● **Instructions for the task**:
Make an exact copy of the entries that come next.

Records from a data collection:

--- START ---

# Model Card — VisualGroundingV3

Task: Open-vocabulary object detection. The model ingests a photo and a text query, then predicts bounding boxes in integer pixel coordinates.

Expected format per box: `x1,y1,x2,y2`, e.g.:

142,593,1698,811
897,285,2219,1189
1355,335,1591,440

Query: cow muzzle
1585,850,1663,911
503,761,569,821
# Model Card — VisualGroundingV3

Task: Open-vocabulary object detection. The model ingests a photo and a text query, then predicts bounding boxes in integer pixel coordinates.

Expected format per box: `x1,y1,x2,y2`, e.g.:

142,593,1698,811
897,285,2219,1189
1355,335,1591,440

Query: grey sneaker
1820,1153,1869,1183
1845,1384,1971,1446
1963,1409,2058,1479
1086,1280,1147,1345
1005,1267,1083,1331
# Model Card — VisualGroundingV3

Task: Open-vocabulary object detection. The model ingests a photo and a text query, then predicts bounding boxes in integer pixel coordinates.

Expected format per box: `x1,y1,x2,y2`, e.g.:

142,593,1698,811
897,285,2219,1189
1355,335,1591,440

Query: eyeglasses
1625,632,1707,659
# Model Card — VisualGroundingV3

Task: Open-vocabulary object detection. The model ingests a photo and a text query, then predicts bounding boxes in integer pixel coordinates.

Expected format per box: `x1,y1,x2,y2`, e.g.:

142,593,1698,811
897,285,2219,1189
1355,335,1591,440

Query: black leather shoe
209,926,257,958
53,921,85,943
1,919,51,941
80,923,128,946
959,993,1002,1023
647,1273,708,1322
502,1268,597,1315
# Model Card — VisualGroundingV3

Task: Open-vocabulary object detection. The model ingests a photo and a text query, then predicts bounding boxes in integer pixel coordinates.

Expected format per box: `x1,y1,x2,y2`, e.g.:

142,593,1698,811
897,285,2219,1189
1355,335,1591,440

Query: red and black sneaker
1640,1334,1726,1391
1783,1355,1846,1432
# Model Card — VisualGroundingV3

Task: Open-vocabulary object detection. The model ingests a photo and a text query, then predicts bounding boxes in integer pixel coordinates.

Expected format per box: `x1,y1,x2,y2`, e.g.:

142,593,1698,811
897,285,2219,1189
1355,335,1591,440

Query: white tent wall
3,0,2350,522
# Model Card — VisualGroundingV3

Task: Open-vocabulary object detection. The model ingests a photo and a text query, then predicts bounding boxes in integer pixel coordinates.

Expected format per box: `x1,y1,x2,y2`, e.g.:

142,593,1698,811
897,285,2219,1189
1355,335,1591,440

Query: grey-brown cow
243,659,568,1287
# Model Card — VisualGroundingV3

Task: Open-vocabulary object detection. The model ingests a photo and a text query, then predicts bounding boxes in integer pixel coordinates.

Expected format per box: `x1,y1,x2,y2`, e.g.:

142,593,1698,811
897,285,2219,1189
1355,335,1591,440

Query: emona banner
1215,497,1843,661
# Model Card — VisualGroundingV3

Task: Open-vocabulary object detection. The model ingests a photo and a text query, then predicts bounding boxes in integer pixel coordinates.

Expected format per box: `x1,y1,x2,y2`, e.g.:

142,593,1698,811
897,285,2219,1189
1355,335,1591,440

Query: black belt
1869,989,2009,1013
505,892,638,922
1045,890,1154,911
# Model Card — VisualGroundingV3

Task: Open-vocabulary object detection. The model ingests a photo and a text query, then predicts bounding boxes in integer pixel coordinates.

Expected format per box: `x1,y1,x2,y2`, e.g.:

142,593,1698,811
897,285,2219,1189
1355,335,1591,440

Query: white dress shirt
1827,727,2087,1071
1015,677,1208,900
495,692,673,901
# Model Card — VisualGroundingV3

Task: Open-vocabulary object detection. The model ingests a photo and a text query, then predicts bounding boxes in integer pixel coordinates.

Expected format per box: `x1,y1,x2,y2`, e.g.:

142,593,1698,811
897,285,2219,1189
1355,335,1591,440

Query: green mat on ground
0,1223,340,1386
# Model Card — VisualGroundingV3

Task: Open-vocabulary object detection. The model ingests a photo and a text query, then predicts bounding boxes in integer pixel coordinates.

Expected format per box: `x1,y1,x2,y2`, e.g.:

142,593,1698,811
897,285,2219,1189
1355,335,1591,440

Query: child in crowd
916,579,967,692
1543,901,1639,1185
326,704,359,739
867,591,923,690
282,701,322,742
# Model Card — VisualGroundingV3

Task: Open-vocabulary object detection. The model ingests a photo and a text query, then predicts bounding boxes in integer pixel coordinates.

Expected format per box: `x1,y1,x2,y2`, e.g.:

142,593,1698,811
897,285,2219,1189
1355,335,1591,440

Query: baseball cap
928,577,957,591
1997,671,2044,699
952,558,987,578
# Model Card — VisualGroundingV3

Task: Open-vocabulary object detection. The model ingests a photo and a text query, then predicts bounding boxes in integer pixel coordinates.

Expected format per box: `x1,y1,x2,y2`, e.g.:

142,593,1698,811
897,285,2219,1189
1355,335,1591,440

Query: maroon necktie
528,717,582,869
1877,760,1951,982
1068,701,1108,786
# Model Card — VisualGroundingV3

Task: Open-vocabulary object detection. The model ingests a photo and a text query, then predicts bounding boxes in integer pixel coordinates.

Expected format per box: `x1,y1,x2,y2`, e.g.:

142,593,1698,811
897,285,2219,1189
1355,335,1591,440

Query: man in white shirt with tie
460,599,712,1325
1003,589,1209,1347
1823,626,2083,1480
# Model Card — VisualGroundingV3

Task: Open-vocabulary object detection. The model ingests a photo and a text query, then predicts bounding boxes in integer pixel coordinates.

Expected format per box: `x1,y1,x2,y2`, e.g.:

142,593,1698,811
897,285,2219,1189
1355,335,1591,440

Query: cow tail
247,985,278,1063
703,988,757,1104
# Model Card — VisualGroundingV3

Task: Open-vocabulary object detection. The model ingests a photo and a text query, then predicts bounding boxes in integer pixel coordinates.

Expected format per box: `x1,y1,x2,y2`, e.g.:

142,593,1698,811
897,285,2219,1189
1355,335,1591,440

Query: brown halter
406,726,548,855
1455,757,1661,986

--- END ---

● **Exercise output**:
# Model Card — VisualGroundingV3

Task: Open-vocabulary object detection. The model ingests a photo and a text query, then predicts bounding boxes in integer pixel coordinates.

Expected format per box: `x1,y1,x2,y2`, e.g.:

142,593,1698,811
897,285,2219,1189
1355,335,1591,440

Query: cow muzzle
1585,850,1663,911
503,761,569,821
# Model Card — VisualGroundingV3

Task: Open-vocabulary object detection. The model ingests a photo and a text query, then predicts bounding boxes in integer pixel coordinates.

Expected format per box: `x1,y1,x2,y2`, e.g.:

142,593,1698,811
897,285,2219,1189
1355,335,1591,440

Query: grey sneaker
1820,1153,1869,1183
1845,1384,1971,1446
1963,1409,2058,1479
1086,1280,1147,1345
1005,1267,1083,1331
# Model Card — VisualGroundingV3

Task: Open-vocabulary object detection. The model ingests a photo and a text query, then predicts bounding boxes in integer pixel coordinates.

Expected format per box: `x1,y1,x2,y2`, e.g.:

142,593,1698,811
897,285,2219,1189
1355,335,1591,440

Query: eyeglasses
1625,632,1707,659
# Model Card — VisualGroundingV3

Task: Open-vocabulary object detection. The model ingests a photo and a text query, then predicts bounding boxes in integer pixel coordinates.

Expected format per box: `x1,y1,x2,y2`, e.g.:

142,593,1698,811
897,285,2219,1189
1355,335,1591,440

Query: black leather shoe
209,926,257,958
53,921,85,943
1,919,51,941
80,923,128,946
959,993,1002,1023
647,1273,708,1322
502,1268,597,1315
# Model Card — VisualGroundingV3

Task: Open-vocabulary object detection. The model ingests a photo and a text query, then predicts bounding boxes in integer pixel coordinates.

Expected format per box: `x1,y1,x2,y2`, e.g.:

142,593,1698,811
897,285,2219,1189
1355,335,1591,440

Query: red and black sneaker
1640,1334,1726,1391
1783,1355,1846,1432
# Model Card — VisualGroundingV3

Task: Open-vocabulary object detection. The model ingests a photo and a text query, then predicts bounding boxes in integer pixel coordinates.

Expected format per box: `x1,y1,x2,y2`, e.g.:

142,593,1698,811
897,285,2219,1189
1355,335,1591,440

Query: white tent wall
3,0,2350,522
# Model Card — VisualGroundingV3

Task: Open-vocabulary object detection. The model ingests a photo and a text query, then predicts bounding boxes in integer pixel coordinates.

Expected format per box: `x1,y1,x2,y2`, e.g.:

142,593,1698,811
897,285,2219,1189
1355,335,1591,440

Query: grey-brown cow
243,659,568,1287
# Model Card — VisualGroundingV3

Task: Open-vocabulary object detection. The model ingests a photo and a text query, then predicts bounding boxes in integer pixel coordinates.

Expected format per box: `x1,y1,x2,y2`, e.g.:

142,593,1698,811
897,285,2219,1189
1355,335,1591,440

Query: emona banner
1215,497,1843,661
# Model Card — VisualGroundingV3

Task: Open-vocabulary object detection. The model ingests a photo and a text query, then predicts bounding boxes in integer pixel coordinates.

Expected format per box: `x1,y1,x2,y2`, e.g.:

142,593,1698,811
897,285,2219,1189
1355,335,1591,440

Query: black belt
1869,989,2009,1013
505,892,638,922
1045,890,1154,911
# Model Card — VisualGroundingV3

Task: Open-vocabulary object detection. The model ingests a photo and a text query, then predicts bounding boxes in integer pixel coordinates.

Expected format per box: `x1,y1,x2,y2`, e.g.:

142,593,1698,811
897,285,2219,1189
1355,335,1591,440

Query: white dress shirt
1827,727,2087,1071
1015,677,1208,900
495,692,673,901
# Model Card — VisualGroundingV3

Task: Open-vocabulary object detection. The model ingests a photo and a text query, then predicts bounding boxes in integer pixel coordinates.

Expected format per box: `x1,y1,x2,y2`, e.g.:

142,593,1698,811
897,285,2219,1189
1355,335,1591,440

Query: green mat on ground
0,1223,340,1386
# Model Card — VisualGroundingV3

Task: Open-vocabulary object detection. The model ingests a photo and a text query, then predicts bounding boxes in integer pixel coordinates.

Expected format per box: `x1,y1,x2,y2`, e.g.:

142,593,1698,811
897,285,2219,1189
1355,335,1591,440

Query: child in crowd
916,579,967,692
1543,901,1639,1185
326,704,359,739
867,591,923,690
282,701,322,742
# Model Card — VisualGroundingV3

Task: Open-vocabulary object detection. The model ingests a photo and a text query, then predicts bounding boxes in integer pixel coordinates.

Expected format per box: `x1,y1,x2,y2`, e.g.:

142,593,1698,811
897,285,2219,1189
1355,335,1591,440

Query: baseball cap
928,577,957,591
1997,671,2044,699
952,558,987,578
# Model Card — VisualGroundingV3

Task: Open-vocabulary object detection. The model ingests a photo and a text query, then predicts bounding boxes in integer pixel coordinates.

Expected format per box: `x1,y1,x2,y2`, e.g.:

142,593,1698,811
897,285,2219,1189
1355,335,1591,440

Query: maroon necktie
528,717,582,869
1877,760,1951,982
1068,701,1108,786
# Model Card — VisualGroundingV3

Task: Open-vocabulary object detection. The model ingests a photo and a text query, then predicts bounding boxes in integer pixel coordinates.

Expected format per box: `x1,y1,x2,y2`, e.g.:

142,593,1698,811
897,285,2219,1189
1355,335,1591,440

Query: man in white shirt with tie
460,599,712,1325
1003,589,1209,1347
1823,626,2083,1480
# Model Card — VisualGroundingV3

Task: Open-vocabulary object detection. The model ingests a photo and a text query, then predicts bounding boxes in integer pixel coordinates.

Expected format per box: `x1,y1,x2,y2`, e.g.:

142,593,1698,811
897,285,2219,1189
1355,335,1591,440

Query: cow tail
247,985,278,1063
703,988,757,1104
# Model Card — VisualGroundingV3

Task: Open-vocabulary object detection. The model ingests a photo and a text query, then predicts bounding boxes in integer pixel coordinates.

Expected format per box: `x1,y1,x2,y2`, e.g.:

142,593,1698,811
897,285,2219,1189
1355,335,1591,440

Query: brown halter
406,726,548,855
1455,757,1661,986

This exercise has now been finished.